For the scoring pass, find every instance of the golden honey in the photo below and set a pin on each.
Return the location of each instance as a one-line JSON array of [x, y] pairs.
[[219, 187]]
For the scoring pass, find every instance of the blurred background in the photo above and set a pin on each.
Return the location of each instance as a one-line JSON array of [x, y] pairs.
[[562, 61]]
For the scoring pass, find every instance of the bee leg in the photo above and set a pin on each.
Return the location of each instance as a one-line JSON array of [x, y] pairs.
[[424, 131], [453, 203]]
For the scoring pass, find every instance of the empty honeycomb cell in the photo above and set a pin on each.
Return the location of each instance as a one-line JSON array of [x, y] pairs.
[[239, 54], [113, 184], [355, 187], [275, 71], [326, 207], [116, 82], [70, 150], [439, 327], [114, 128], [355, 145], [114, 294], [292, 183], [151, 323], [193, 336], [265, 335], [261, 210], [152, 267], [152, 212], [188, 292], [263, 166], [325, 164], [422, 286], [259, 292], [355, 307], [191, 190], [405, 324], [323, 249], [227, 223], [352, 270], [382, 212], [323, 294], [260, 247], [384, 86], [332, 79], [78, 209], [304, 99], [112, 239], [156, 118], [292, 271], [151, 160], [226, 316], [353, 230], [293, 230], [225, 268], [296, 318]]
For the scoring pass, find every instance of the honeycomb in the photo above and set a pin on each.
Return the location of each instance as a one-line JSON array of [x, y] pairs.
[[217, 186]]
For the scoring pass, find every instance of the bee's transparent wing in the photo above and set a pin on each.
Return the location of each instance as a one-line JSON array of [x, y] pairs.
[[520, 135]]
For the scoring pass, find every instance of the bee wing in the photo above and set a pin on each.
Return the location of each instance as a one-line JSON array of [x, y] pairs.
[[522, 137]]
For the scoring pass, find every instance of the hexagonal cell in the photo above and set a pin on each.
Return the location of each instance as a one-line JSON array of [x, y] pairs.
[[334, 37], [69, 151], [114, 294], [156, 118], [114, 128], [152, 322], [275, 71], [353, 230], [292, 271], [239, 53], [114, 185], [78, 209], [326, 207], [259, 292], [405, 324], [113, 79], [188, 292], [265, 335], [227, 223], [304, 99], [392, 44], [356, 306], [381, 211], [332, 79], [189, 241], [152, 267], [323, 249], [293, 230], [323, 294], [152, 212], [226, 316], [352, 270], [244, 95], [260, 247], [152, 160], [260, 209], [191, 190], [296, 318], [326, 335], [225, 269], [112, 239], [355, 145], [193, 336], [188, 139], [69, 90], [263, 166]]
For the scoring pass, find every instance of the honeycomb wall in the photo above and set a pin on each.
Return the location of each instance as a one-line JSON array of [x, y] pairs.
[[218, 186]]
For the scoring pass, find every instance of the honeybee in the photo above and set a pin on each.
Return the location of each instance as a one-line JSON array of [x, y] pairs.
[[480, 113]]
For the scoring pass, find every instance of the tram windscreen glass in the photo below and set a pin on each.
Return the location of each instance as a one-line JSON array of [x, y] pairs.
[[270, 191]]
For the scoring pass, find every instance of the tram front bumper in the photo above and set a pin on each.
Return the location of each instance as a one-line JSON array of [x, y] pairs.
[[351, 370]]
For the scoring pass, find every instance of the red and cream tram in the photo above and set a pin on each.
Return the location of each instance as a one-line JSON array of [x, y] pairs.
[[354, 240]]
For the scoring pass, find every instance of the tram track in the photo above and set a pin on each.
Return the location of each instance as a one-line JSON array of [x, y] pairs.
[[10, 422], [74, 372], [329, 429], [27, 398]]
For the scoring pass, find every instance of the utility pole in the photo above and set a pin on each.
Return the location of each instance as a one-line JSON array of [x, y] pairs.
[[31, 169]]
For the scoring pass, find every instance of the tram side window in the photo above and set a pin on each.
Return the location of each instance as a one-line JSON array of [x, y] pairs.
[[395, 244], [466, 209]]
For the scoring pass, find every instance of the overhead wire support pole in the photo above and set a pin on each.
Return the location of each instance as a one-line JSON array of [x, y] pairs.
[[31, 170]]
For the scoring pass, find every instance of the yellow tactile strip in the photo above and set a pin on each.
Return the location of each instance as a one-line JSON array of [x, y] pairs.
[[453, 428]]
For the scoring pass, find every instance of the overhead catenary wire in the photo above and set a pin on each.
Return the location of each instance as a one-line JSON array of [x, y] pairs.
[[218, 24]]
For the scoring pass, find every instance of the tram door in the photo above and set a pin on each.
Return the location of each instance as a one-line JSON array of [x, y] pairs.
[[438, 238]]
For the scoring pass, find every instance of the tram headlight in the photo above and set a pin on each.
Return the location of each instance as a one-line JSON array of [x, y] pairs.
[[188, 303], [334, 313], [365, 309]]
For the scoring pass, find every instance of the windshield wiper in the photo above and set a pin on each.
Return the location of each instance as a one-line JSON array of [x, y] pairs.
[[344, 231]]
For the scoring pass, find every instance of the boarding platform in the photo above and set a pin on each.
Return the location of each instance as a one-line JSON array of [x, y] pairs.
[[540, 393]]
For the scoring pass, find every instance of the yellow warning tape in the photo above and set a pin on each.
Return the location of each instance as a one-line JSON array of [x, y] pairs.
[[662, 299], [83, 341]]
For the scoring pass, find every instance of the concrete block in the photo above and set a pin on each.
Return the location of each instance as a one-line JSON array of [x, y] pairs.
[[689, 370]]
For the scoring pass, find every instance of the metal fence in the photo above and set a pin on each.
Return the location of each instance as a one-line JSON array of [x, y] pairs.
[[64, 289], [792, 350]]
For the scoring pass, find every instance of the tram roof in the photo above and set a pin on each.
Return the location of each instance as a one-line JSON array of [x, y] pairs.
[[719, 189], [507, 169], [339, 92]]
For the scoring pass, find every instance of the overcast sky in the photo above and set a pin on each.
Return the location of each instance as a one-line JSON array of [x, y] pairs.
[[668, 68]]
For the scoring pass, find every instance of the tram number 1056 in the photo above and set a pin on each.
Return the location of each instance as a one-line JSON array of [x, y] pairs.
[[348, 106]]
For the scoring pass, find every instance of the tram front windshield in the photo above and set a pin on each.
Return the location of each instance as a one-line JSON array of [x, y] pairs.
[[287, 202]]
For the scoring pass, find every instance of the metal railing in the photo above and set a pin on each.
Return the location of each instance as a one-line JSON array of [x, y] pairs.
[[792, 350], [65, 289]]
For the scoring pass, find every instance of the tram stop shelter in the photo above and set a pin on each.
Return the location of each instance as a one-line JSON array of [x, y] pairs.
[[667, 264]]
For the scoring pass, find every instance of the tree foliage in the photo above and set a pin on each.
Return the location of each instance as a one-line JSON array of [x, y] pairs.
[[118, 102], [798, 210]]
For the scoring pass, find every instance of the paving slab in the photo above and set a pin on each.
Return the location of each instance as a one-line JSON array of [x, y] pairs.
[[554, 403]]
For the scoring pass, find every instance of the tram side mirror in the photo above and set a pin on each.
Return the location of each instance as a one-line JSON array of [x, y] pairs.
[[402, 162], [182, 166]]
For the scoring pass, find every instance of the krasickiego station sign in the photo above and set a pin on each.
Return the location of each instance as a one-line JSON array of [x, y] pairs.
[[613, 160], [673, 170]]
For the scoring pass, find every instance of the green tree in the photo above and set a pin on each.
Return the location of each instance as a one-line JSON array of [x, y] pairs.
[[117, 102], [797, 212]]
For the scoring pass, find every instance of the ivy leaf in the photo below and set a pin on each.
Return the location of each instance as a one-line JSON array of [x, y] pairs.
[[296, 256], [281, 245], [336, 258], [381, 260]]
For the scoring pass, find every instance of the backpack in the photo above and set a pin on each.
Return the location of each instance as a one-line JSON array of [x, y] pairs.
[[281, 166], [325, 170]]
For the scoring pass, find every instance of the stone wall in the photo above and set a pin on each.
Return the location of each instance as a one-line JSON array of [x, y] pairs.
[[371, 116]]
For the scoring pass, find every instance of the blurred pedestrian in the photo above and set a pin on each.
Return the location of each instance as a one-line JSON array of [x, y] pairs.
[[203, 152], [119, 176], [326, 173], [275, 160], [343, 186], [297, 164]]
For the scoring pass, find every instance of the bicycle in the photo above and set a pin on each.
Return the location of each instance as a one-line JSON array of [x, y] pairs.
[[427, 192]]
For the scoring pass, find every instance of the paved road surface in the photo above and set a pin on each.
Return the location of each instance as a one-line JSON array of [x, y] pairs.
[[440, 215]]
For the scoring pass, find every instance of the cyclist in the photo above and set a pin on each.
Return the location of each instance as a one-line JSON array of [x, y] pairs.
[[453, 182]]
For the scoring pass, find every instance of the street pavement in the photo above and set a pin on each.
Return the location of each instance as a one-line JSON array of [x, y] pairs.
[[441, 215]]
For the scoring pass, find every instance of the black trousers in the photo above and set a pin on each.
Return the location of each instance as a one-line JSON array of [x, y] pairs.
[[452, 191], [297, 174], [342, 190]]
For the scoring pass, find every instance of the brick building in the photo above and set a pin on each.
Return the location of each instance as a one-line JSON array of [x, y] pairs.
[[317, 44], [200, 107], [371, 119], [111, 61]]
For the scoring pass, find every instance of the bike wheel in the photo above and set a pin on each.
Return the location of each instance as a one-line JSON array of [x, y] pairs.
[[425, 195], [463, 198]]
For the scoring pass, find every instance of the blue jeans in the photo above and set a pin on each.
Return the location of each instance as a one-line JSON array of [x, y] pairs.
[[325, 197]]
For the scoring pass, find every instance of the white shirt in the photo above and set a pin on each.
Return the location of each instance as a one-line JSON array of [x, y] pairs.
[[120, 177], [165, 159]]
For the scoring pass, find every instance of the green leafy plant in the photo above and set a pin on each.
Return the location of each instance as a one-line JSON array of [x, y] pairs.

============================================================

▶ INSTRUCTIONS TO FOLLOW
Reproduce word for word the lines of the entries between the line containing "For the scoring pass, find every instance of the red" and the line containing "[[354, 240]]", inclusive.

▶ SOLVED PROBLEM
For the scoring pass, find every instance of the red and cream tram in the photo above and set a pin on each.
Return the location of each instance as a one-line JSON array of [x, y] pairs.
[[354, 240]]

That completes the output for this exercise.